# Problem
Copy the lines of data below verbatim, starting at the line containing "Each <instance> block" and ending at the line containing "box: [616, 83, 642, 114]".
══ Information provided
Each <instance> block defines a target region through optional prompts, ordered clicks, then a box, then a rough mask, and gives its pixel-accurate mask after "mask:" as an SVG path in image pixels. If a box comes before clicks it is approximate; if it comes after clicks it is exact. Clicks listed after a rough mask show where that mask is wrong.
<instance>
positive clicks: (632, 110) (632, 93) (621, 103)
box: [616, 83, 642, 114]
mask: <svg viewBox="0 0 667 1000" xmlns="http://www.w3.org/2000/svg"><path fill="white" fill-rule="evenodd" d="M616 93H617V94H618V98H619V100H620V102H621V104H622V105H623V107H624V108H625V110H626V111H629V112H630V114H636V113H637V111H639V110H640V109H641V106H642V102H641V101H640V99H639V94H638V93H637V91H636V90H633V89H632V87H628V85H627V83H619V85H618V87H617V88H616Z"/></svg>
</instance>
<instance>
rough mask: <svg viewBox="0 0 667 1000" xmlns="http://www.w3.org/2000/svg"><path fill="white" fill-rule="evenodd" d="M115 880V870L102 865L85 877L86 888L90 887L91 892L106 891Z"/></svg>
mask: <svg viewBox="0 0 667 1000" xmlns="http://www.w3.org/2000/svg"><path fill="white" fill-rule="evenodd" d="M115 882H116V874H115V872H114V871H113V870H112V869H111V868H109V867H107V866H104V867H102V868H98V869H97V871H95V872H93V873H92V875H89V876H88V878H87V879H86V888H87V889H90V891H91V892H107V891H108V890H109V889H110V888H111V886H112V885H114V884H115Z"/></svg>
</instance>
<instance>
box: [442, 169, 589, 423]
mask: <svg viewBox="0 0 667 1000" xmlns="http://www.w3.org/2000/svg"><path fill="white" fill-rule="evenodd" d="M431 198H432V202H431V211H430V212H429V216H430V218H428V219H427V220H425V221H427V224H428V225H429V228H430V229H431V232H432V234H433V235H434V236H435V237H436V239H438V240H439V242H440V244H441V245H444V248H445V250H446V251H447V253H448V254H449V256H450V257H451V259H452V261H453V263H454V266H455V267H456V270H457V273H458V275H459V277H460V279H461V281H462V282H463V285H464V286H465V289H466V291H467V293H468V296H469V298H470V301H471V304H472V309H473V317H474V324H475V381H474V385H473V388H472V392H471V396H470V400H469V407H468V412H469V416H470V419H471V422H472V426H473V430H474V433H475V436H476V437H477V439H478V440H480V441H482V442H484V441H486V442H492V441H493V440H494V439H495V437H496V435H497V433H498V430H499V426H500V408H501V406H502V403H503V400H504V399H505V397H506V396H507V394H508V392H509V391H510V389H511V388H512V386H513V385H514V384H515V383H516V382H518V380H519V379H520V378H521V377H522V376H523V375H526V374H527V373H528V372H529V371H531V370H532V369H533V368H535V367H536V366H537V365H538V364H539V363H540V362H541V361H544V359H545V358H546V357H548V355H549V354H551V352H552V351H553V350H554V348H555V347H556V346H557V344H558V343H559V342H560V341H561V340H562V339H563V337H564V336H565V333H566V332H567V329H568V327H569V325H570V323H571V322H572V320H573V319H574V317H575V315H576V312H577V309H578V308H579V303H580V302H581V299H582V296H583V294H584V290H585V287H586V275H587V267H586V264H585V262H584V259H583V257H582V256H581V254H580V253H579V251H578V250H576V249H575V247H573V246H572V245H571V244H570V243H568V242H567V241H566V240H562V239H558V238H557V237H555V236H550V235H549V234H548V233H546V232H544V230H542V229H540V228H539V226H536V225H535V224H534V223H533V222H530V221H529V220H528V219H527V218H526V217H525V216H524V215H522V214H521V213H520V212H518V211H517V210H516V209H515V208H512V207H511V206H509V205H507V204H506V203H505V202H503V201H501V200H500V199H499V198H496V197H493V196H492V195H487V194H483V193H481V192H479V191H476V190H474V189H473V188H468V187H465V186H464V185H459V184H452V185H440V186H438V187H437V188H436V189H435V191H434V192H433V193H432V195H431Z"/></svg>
════
══ Information provided
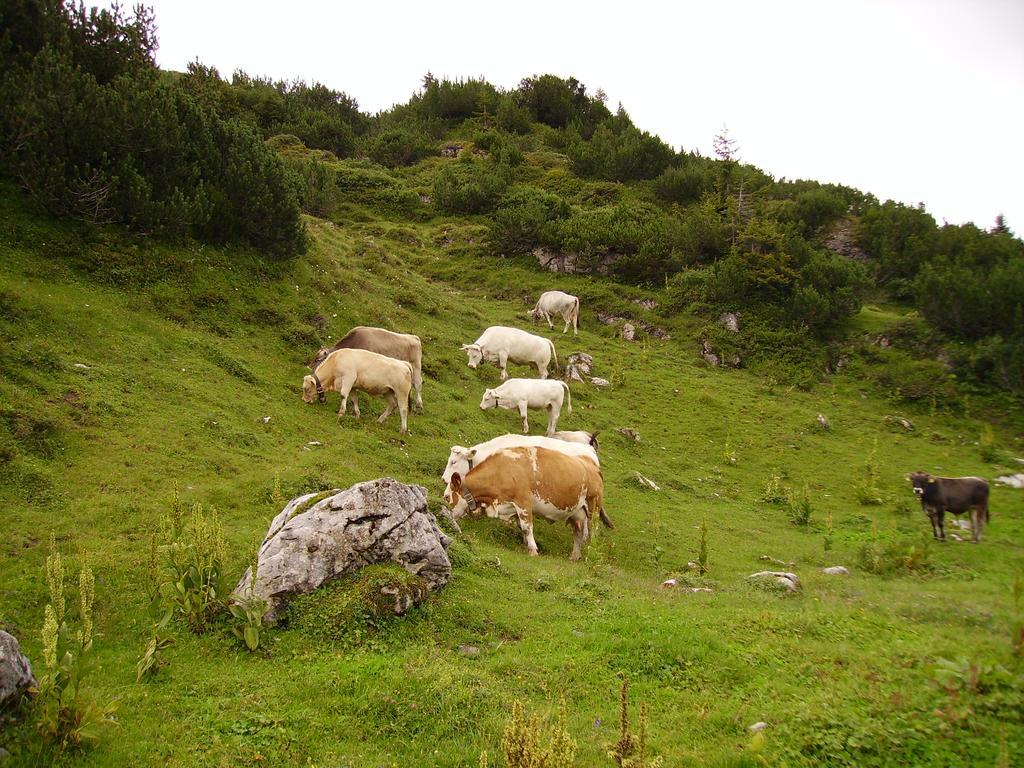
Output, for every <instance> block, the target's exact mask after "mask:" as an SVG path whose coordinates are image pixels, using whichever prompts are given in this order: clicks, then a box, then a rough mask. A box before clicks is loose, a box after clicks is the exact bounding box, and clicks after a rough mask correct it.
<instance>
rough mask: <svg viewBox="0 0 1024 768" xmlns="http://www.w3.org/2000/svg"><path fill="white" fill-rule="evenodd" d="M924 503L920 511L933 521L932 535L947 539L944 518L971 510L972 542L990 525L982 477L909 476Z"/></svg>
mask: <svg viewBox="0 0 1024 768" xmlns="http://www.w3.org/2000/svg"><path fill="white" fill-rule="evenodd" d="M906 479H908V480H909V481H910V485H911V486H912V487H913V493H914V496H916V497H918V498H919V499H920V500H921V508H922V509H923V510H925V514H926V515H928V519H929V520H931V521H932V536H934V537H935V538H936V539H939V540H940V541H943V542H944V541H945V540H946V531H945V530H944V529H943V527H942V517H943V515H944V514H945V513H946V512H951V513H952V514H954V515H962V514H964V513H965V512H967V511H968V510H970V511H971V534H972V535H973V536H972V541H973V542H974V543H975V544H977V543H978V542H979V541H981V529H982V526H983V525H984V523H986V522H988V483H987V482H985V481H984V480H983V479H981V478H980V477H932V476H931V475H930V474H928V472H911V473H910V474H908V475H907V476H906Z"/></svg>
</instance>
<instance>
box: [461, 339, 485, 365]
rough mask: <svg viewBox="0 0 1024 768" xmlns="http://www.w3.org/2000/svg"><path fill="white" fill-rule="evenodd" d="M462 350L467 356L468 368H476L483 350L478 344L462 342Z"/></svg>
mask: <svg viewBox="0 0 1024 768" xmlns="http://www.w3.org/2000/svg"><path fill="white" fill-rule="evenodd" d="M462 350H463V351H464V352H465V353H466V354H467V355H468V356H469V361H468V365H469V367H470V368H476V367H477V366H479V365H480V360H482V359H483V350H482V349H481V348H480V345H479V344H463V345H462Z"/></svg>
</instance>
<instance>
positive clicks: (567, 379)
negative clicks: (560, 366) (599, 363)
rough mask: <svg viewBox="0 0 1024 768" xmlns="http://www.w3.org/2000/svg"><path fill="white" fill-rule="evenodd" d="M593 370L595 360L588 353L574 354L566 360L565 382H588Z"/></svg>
════
# Final answer
Each <instance> block defines a target region through optional prompts, ordered clicks, then a box, then a rough mask, and gives its pixel-accurate mask after "mask:" as an SVG path in image pixels. If a box comes before clicks it is approximate; if it comes after clicks it is exact. Clicks listed after a rough mask show where that mask is wrong.
<instance>
positive clicks: (632, 110) (632, 93) (621, 103)
box: [616, 83, 642, 114]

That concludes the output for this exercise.